+++ Input

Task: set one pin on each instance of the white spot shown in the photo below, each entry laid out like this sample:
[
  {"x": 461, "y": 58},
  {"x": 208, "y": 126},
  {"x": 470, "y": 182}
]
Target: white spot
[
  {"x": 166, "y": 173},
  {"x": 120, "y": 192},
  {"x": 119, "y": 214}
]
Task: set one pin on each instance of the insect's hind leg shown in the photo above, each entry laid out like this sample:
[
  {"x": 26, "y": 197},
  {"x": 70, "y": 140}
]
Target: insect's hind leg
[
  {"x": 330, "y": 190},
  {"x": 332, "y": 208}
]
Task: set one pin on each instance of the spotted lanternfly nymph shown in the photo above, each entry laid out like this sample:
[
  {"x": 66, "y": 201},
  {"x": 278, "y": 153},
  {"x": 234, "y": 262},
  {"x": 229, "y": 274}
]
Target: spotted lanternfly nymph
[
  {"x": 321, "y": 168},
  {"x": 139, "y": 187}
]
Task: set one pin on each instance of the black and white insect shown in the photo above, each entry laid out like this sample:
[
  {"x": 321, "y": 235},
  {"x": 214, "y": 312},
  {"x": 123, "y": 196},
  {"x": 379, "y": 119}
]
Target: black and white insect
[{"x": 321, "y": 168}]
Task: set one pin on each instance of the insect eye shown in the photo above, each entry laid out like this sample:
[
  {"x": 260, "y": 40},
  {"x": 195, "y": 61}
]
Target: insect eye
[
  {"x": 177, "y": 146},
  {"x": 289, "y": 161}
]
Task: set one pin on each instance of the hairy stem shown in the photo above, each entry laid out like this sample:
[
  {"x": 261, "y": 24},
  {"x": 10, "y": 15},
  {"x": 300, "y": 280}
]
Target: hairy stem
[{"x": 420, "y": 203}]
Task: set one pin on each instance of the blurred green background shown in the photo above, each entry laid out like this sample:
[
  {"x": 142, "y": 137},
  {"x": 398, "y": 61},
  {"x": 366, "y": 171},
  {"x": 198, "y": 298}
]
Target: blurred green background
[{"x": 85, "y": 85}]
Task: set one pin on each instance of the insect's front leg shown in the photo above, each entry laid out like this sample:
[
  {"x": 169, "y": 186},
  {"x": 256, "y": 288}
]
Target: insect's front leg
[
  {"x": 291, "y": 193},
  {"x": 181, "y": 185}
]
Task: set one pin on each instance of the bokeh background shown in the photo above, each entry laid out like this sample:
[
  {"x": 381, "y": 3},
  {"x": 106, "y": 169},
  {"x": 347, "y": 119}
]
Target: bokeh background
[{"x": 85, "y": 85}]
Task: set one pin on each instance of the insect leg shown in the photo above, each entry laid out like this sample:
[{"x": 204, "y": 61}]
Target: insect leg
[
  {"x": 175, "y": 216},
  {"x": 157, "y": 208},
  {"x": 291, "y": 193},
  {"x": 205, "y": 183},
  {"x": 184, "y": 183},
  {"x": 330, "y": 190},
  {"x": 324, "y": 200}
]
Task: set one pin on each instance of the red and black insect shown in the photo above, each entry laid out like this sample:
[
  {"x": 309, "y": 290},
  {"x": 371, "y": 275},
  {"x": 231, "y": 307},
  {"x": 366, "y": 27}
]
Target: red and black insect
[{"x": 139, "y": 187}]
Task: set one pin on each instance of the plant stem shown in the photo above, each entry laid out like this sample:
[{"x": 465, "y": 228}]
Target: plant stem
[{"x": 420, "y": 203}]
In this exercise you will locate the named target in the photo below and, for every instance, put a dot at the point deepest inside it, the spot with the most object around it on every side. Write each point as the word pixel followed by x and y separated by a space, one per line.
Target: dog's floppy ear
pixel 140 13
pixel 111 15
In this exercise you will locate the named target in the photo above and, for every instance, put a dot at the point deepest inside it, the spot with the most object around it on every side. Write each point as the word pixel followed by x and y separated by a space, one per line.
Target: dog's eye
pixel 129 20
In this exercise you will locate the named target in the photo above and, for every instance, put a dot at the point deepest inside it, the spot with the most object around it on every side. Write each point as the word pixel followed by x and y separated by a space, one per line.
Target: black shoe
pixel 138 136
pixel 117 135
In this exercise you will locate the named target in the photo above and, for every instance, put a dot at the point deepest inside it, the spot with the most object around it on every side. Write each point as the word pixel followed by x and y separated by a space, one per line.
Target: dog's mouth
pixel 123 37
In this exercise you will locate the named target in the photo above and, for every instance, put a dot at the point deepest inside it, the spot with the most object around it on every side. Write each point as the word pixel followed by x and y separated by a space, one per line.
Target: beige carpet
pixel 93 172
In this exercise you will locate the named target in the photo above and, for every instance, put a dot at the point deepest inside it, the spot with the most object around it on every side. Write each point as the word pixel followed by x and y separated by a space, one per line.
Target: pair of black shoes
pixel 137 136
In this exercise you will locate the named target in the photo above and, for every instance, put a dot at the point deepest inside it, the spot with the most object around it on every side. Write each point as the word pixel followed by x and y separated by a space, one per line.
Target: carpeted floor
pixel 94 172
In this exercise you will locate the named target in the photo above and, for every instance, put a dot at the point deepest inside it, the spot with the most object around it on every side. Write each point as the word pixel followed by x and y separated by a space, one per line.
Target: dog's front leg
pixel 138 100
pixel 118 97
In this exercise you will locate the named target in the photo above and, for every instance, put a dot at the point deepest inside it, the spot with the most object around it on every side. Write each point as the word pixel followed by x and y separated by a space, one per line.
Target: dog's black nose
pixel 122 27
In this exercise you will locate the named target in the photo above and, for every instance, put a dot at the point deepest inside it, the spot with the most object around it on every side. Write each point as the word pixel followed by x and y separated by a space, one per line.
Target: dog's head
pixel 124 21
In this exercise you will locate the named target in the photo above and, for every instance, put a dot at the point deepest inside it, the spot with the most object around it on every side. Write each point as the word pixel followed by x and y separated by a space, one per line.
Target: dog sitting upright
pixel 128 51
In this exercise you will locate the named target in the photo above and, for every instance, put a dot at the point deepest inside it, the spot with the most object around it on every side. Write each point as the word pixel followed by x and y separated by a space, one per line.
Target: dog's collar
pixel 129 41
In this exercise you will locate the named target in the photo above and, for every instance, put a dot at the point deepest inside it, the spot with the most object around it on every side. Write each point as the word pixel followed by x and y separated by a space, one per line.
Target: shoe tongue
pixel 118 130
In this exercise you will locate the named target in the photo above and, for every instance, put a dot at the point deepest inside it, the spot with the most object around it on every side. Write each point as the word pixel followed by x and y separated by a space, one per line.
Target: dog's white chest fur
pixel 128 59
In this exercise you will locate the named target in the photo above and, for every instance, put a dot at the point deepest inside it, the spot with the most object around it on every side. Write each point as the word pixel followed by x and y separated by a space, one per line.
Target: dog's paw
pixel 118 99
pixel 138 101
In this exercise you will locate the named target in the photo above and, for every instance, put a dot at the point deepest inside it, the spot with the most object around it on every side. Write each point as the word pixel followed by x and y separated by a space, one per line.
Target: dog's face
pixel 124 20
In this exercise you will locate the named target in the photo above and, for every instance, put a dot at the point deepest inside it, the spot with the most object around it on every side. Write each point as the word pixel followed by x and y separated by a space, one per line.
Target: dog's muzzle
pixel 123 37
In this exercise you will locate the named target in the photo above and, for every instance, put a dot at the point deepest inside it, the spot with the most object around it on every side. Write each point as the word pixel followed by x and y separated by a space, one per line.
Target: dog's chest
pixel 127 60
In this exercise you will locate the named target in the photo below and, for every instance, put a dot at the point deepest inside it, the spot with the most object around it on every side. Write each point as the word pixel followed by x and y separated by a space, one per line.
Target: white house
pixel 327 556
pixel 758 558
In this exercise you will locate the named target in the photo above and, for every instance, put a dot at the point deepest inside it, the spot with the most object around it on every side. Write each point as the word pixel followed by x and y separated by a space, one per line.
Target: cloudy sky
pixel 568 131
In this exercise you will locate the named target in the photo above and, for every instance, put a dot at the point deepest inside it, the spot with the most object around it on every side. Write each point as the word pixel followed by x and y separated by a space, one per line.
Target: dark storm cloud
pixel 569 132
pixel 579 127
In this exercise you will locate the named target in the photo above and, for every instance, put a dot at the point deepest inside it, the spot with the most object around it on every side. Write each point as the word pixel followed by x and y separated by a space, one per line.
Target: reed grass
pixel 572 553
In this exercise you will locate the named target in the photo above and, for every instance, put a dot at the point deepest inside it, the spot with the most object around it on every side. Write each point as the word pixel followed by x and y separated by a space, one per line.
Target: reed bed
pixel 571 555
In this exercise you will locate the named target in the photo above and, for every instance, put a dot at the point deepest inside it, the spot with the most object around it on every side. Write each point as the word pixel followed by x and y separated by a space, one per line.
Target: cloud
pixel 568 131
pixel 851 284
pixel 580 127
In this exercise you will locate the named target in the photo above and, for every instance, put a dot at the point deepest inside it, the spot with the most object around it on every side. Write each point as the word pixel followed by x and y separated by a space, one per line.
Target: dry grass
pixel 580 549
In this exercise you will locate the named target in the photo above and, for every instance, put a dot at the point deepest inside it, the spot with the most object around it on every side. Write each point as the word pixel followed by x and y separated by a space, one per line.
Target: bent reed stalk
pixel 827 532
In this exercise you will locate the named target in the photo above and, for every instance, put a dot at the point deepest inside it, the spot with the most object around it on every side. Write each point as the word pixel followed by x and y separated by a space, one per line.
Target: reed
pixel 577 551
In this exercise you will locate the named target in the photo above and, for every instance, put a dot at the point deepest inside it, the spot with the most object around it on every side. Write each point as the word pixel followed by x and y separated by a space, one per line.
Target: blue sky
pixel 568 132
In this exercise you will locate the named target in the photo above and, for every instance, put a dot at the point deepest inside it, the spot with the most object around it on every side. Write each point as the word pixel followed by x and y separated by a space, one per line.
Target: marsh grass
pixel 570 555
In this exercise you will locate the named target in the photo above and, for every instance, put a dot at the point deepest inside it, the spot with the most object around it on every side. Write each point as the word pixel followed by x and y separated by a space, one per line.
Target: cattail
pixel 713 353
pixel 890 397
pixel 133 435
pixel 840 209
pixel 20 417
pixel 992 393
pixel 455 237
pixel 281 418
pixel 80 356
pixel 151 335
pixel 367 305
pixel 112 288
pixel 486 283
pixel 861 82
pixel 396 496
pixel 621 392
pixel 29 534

++++++

- [Stated exercise] Repeat the listing from the line containing "Task: set one pin on each instance of the red" up to and including the line containing "pixel 111 15", switching "plant stem" to "flower stem" and leaving everything else unchanged.

- [Result of this task]
Task: set one pin on each instance of the red and black insect shown in the photo above, each entry laid out like this sample:
[
  {"x": 309, "y": 290},
  {"x": 371, "y": 275},
  {"x": 231, "y": 307},
  {"x": 366, "y": 27}
]
Target: red and black insect
[{"x": 139, "y": 187}]
Task: set one pin on each instance of the flower stem shown in the photo above, each entry laid out like this sample:
[{"x": 465, "y": 228}]
Target: flower stem
[{"x": 420, "y": 203}]
In this exercise you will locate the named target in the photo below and, for every instance, put a dot at the point deepest inside it, the spot with the most object around it on every side. Write each point as the word pixel followed by x and y separated by a space, one per line.
Target: dog's floppy ear
pixel 140 13
pixel 111 15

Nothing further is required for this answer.